# [Your goal]
Transcribe the lines below exactly. No image belongs in the transcription.

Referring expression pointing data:
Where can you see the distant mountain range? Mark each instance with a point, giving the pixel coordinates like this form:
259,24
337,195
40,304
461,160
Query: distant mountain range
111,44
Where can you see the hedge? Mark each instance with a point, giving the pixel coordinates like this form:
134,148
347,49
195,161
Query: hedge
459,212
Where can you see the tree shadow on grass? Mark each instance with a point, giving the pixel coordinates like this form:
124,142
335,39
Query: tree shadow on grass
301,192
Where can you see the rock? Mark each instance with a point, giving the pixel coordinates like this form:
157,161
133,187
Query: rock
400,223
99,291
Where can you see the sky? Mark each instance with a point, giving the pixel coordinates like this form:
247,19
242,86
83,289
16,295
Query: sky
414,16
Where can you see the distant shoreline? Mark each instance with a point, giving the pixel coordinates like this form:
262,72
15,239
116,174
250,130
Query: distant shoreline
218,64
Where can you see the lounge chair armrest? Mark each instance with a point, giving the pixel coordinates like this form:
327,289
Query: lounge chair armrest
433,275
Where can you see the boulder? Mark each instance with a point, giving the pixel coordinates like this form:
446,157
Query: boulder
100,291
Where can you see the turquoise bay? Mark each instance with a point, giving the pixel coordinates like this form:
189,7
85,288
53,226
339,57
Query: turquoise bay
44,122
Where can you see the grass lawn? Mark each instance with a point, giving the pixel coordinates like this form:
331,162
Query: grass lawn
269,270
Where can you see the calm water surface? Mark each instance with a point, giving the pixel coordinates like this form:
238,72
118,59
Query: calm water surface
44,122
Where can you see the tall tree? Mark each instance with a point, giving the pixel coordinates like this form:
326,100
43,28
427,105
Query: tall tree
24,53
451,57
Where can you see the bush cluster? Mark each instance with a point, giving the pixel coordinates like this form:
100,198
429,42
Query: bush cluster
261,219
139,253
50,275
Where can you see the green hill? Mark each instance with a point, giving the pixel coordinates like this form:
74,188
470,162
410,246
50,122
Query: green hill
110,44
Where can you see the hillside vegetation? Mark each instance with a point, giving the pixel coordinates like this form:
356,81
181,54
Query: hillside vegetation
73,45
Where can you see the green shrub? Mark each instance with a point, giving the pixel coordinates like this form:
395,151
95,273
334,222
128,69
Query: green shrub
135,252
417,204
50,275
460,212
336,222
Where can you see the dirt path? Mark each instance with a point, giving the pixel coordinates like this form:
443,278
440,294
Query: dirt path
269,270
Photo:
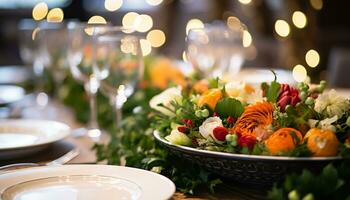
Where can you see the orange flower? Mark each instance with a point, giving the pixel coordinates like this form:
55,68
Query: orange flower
210,98
255,116
201,86
322,142
162,72
283,140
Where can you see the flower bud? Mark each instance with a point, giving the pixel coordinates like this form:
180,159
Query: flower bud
205,113
310,101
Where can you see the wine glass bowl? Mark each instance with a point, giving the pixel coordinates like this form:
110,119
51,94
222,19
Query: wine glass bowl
119,65
216,50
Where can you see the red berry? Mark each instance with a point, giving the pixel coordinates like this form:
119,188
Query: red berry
230,120
246,141
182,129
220,133
189,123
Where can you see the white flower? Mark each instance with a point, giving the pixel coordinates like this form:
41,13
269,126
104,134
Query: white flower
325,124
165,98
178,138
244,92
331,104
206,129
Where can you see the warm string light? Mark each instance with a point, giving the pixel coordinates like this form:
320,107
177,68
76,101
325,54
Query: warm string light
55,15
39,11
140,23
146,47
194,23
312,58
156,38
113,5
96,19
247,39
299,73
316,4
299,19
154,2
282,28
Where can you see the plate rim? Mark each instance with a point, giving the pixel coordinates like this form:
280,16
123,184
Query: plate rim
63,135
71,169
157,136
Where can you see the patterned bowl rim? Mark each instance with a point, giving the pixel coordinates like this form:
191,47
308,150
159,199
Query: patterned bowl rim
240,156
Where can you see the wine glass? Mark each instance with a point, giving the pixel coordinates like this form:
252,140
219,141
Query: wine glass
216,50
29,50
82,66
120,65
53,39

# [Exercise solution]
Where can you see the distant mountain range? Mark each instance with a point, giving the pixel coordinates like this form:
259,24
337,195
40,304
461,160
Query: distant mountain range
111,44
Where can you see the hedge? Mark each instance with a point, giving the pixel coordinates like this form:
134,148
347,49
195,161
Query: hedge
459,212
Where can you see the tree shadow on grass? Mark each instance with a point, giving the pixel coordinates like this form:
124,142
335,39
Query: tree shadow on grass
301,192
Where can you see the rock? Mark each instance with a point, giving the pixel coordinates like this form:
157,161
133,187
Query: rock
400,223
99,291
Where can you see the sky? Mark each instance with a point, giving the pixel coordinates like this form:
247,19
242,86
83,289
16,295
Query: sky
414,16
Where can you see the distant shoreline? Mark each instance with a point, giving the pixel coordinates like this form:
262,72
15,239
116,174
250,130
Query: distant shoreline
218,64
Where can you see the lounge chair armrest? Mark each instance with a point, giving the pixel coordinates like this form:
327,289
Query: lounge chair armrest
433,275
Where can you see the boulder? Mark each instance with a point, giving the pixel coordinates like this form:
446,157
Query: boulder
100,291
Where can you see the turquoise bay? Mark each instance with a point, giving the pixel coordinates like this form:
189,7
85,288
53,226
339,57
Query: turquoise bay
44,122
Where can you see the grass lawn? Mark each instance with a point, giving the pixel coordinates like this form:
331,162
Query: grass lawn
269,270
Where can you see the calm water surface? Mark each instance with a point, giving the pixel coordinates like this form:
238,72
118,59
Query: calm water surface
44,122
Where can you see the tall tree? Mark each instance with a point, giving the pixel coordinates like this form:
326,100
43,28
427,105
Query: tall tree
24,53
451,57
Where can you see the bush cluster? Mark each instance with a point, giving the pixel coordinates like this form:
100,198
429,42
Query: bush cluster
261,219
139,253
50,275
Where can you see the green hill? Mark each instance with a point, giving the pixel coordinates like this form:
74,188
470,162
410,246
50,122
Query: green hill
110,44
Where can you see the hillside vegetation? Mark each instance with a point, giving the pixel coordinates like this form:
356,81
181,54
Query: hillside vegetation
73,45
Where can you see the green shrub? Mark each instance with a point, giving the pixel coordinates like this form:
395,151
95,273
334,222
128,69
Query: green shrub
135,252
417,204
50,275
460,212
336,222
Where can you see the dirt path? Mark each instance with a point, giving the pixel coordinates like this form:
443,278
440,294
Query: dirt path
269,270
Photo:
Where can you see the orange flower? Mark each instance with a point, giving the pixel coordinates like this form:
55,68
Query: orange flower
210,98
255,116
201,86
322,142
162,72
283,140
Where can you see the flower bud? Mark each instance with a point, giving the pixel coordinates like this form:
180,159
Query: flower bud
205,113
310,101
Where can you see the wine glass bowl? Mark each instance with a point, giving the pixel coordinates like this form:
110,119
51,94
222,19
Query: wine glass bowl
119,65
216,50
Where can you see the red berry? Mark each instance with a point, giving the pixel coordinates like this form:
119,188
Query: red berry
230,120
246,141
182,129
220,133
189,123
Where can you see the white flower? Mark each instance with a point, giving the pixel coordinates like this form:
41,13
269,126
104,134
Query: white flower
325,124
165,98
178,138
244,92
331,104
206,129
Where can you see the warm string light? Mark each instance with a point, giving the pixel coordinates like this form:
320,107
177,68
76,101
325,54
Query: warm string light
55,15
39,11
140,23
146,47
194,23
312,58
156,38
113,5
96,19
247,39
299,73
316,4
299,19
154,2
282,28
Where can you see the plate rim? Mark each instance with a point, giving the pixel coordinates like this form:
280,16
123,184
Query: plate rim
63,135
71,169
157,136
Where can you see the patterned bowl rim? Mark each instance with a point, giving the pixel coordinates like this form:
191,47
308,150
159,199
Query: patterned bowl rim
240,156
Where can you see the wine glass? Mark each instance with a point, giving the pixel coordinates like this form:
252,140
219,141
Query: wine glass
216,50
29,50
82,66
120,65
53,39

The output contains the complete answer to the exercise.